[Stored entries]
--- START ---

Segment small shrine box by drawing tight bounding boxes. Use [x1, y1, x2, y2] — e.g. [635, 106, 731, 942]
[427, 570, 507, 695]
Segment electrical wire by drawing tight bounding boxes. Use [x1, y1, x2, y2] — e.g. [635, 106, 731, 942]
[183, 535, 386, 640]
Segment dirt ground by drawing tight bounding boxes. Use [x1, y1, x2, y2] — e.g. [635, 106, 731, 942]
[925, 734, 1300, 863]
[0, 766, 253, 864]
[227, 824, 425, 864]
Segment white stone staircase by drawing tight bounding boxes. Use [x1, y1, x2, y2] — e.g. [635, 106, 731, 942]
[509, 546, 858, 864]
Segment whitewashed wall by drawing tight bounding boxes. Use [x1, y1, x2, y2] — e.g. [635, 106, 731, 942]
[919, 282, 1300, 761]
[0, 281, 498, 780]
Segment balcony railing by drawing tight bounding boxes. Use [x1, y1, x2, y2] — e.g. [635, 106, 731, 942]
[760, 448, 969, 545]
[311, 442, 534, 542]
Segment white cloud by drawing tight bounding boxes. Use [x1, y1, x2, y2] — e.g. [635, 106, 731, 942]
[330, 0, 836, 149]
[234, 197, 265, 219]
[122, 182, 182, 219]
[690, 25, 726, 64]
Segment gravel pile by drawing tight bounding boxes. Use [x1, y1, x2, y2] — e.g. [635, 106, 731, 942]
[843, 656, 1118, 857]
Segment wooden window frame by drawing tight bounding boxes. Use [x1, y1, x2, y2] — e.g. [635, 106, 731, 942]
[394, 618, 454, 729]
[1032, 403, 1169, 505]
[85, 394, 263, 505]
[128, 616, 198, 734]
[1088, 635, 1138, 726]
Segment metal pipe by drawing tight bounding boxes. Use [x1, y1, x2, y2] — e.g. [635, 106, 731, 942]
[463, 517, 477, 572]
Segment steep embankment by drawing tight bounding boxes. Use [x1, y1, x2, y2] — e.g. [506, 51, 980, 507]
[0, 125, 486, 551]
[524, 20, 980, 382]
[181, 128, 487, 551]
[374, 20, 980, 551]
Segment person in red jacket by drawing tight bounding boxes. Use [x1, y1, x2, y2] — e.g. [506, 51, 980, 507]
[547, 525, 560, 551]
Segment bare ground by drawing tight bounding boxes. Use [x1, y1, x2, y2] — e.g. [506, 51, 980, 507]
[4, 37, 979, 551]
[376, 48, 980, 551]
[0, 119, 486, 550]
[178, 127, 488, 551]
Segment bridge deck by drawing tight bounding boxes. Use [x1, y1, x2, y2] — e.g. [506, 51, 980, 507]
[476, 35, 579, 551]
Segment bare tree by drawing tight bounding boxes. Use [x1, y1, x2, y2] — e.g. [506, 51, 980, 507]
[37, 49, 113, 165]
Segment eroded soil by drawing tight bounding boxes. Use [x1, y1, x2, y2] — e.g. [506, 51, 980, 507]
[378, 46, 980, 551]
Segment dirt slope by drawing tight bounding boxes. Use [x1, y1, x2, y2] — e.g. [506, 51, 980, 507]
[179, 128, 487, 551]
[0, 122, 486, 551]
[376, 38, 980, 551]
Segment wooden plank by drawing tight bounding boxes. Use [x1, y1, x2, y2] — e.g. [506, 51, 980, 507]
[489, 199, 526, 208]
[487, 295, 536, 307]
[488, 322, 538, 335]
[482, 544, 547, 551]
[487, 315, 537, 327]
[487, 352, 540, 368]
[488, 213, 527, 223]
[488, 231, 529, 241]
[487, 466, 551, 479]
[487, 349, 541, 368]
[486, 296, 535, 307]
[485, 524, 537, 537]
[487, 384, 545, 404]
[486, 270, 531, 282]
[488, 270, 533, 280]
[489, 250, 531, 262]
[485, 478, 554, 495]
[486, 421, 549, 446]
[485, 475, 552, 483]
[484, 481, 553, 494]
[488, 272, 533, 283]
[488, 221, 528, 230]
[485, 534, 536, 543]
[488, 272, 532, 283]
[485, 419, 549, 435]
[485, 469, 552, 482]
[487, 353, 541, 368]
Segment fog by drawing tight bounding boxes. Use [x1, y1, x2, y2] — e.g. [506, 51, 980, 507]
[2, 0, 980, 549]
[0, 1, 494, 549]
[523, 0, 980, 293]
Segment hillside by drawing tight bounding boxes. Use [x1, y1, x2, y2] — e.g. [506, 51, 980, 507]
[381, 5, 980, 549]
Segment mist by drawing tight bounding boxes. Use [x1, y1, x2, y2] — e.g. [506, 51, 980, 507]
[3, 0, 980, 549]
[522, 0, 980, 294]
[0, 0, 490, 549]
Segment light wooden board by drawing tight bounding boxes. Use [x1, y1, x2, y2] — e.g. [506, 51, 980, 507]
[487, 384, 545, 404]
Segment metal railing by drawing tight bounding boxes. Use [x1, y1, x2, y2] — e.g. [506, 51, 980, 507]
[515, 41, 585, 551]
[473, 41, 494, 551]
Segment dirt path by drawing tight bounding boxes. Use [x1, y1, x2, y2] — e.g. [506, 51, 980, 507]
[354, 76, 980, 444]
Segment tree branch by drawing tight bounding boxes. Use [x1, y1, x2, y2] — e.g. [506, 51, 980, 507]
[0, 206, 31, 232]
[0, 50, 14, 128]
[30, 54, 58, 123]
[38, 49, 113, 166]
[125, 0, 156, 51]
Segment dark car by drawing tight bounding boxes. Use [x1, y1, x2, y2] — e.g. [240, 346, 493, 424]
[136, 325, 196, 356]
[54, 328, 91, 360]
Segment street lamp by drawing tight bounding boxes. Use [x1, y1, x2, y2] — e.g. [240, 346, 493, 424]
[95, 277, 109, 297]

--- END ---

Task statement: Return all the data above once more, precisely as given.

Your response:
Segment small shrine box by drawing tight bounding boxes. Use [x1, y1, x2, y2] — e.g. [635, 106, 731, 942]
[427, 570, 507, 695]
Segment electrical wire by drawing tight bounding boxes. Use [x1, y1, x2, y2] — e.g. [635, 106, 731, 942]
[183, 535, 386, 640]
Segment dirt ground by drawing tight bounding boxes. Use [x1, y1, x2, y2] — e.g. [635, 106, 731, 942]
[925, 734, 1300, 863]
[0, 766, 253, 864]
[227, 824, 425, 864]
Segment white stone staircase by drawing tight bounding boxes. Use [x1, y1, x2, y2] — e.g. [635, 106, 731, 942]
[509, 546, 858, 864]
Segment whitewashed wall by drawing tight bounding boxes. Use [x1, y1, x2, y2] — e.g. [635, 106, 731, 942]
[919, 282, 1300, 761]
[0, 281, 498, 780]
Segment balcony railing by drawing tight bounding boxes. Use [x1, y1, x2, y2] — e.g. [635, 106, 731, 942]
[760, 448, 969, 545]
[311, 442, 534, 542]
Segment white cloud by drawing tight bounding boxes. Use [x1, y1, x2, y2] — e.g. [635, 106, 731, 942]
[330, 0, 836, 149]
[234, 197, 265, 219]
[122, 182, 182, 219]
[690, 25, 726, 64]
Segment gravel pile by drawing tight bounding boxes. Use [x1, y1, x2, y2] — e.g. [635, 106, 731, 942]
[843, 656, 1118, 857]
Segment wooden window frame by drawing tight bounding boxes. Use [x1, y1, x2, y2] — e.g. [635, 106, 731, 942]
[394, 618, 454, 729]
[1032, 403, 1169, 505]
[85, 394, 263, 505]
[128, 616, 198, 734]
[1088, 635, 1138, 726]
Segment metal pipe by drawing tight bounding boxes. Use [x1, y1, x2, y2] — e.g. [635, 106, 731, 942]
[463, 517, 477, 572]
Segment steep embankment by drawing tight bounding boxes. Use [x1, y1, x2, y2] — e.g. [506, 51, 980, 507]
[0, 125, 486, 551]
[524, 20, 980, 382]
[181, 128, 487, 551]
[374, 20, 980, 551]
Segment person in red jacket by drawing tight bounding boxes. Use [x1, y1, x2, y2] — e.g. [506, 51, 980, 507]
[547, 525, 560, 551]
Segment bare ground by drawing tight bounding boxes. Use [x1, y1, x2, y2] — e.g. [506, 51, 980, 507]
[4, 37, 979, 551]
[376, 48, 980, 551]
[0, 119, 486, 550]
[178, 127, 488, 551]
Segment bridge deck by drawing tight bounding boxes. Use [x1, y1, x2, y2] — e.g. [506, 51, 980, 507]
[476, 35, 579, 551]
Segment bare tree by drawing tight bounding boxes. Use [x1, y1, x2, y2] — e.g. [506, 51, 980, 507]
[37, 49, 113, 165]
Segment eroded soil by drawing tight bounding boxes. Use [x1, y1, x2, y2] — e.g. [506, 51, 980, 507]
[378, 46, 980, 551]
Segment dirt slope by drawing tight bounding boxes. Use [x1, y1, x2, y2] — e.g. [506, 51, 980, 507]
[179, 128, 487, 551]
[0, 122, 486, 551]
[376, 38, 980, 551]
Segment wooden plank by drawing tight bounding boxes. Use [x1, y1, x2, y2] — e.g. [506, 51, 980, 507]
[489, 199, 526, 208]
[487, 295, 536, 307]
[488, 322, 538, 335]
[482, 544, 547, 551]
[487, 315, 537, 327]
[487, 352, 540, 368]
[488, 213, 527, 223]
[488, 231, 529, 241]
[487, 466, 551, 479]
[487, 349, 541, 368]
[486, 296, 535, 307]
[485, 524, 537, 537]
[487, 384, 545, 404]
[486, 270, 531, 282]
[488, 270, 533, 280]
[489, 250, 531, 262]
[485, 478, 554, 495]
[486, 421, 549, 446]
[485, 475, 552, 483]
[484, 481, 553, 494]
[488, 272, 533, 283]
[488, 221, 528, 230]
[485, 534, 536, 543]
[488, 272, 532, 283]
[485, 419, 549, 435]
[485, 469, 552, 482]
[487, 353, 541, 368]
Segment fog by drawing tight bounding boxes. Use [x1, y1, x2, y2] — e.g. [506, 51, 980, 507]
[2, 0, 980, 549]
[0, 1, 494, 549]
[523, 0, 980, 293]
Segment hillside by drawing tight bounding boxes. Use [x1, y1, x2, y2] — e.g. [506, 51, 980, 507]
[381, 5, 980, 549]
Segment mist by drawing tight bounding boxes. Use [x1, y1, x2, y2] — e.g. [506, 51, 980, 507]
[3, 0, 980, 549]
[522, 0, 980, 294]
[0, 0, 490, 549]
Segment light wooden board by drawing tight bounding boxes. Use [x1, y1, x2, y2] — e.g. [506, 51, 980, 507]
[487, 384, 545, 404]
Segment metal railing by drawing tight bounding boxes. Use [x1, y1, x2, y2] — e.g. [506, 51, 980, 507]
[515, 41, 585, 551]
[473, 41, 494, 551]
Segment dirt path by drawing tight bounding boxes. Use [x1, y1, x2, y2] — e.g. [506, 51, 980, 507]
[354, 76, 980, 444]
Segment tree branch by drawing tight bounding boxes. Use [x1, y1, x2, y2] — e.g. [506, 51, 980, 507]
[0, 206, 31, 232]
[0, 50, 14, 128]
[30, 54, 58, 123]
[38, 49, 113, 166]
[125, 0, 156, 51]
Segment dark car by drawing tight bounding boxes. Use [x1, y1, x2, y2] — e.g. [240, 346, 493, 424]
[136, 325, 196, 356]
[54, 328, 91, 360]
Segment street lamp by drawing tight bounding boxes. Use [x1, y1, x2, y2] — e.g. [240, 346, 493, 424]
[95, 277, 109, 297]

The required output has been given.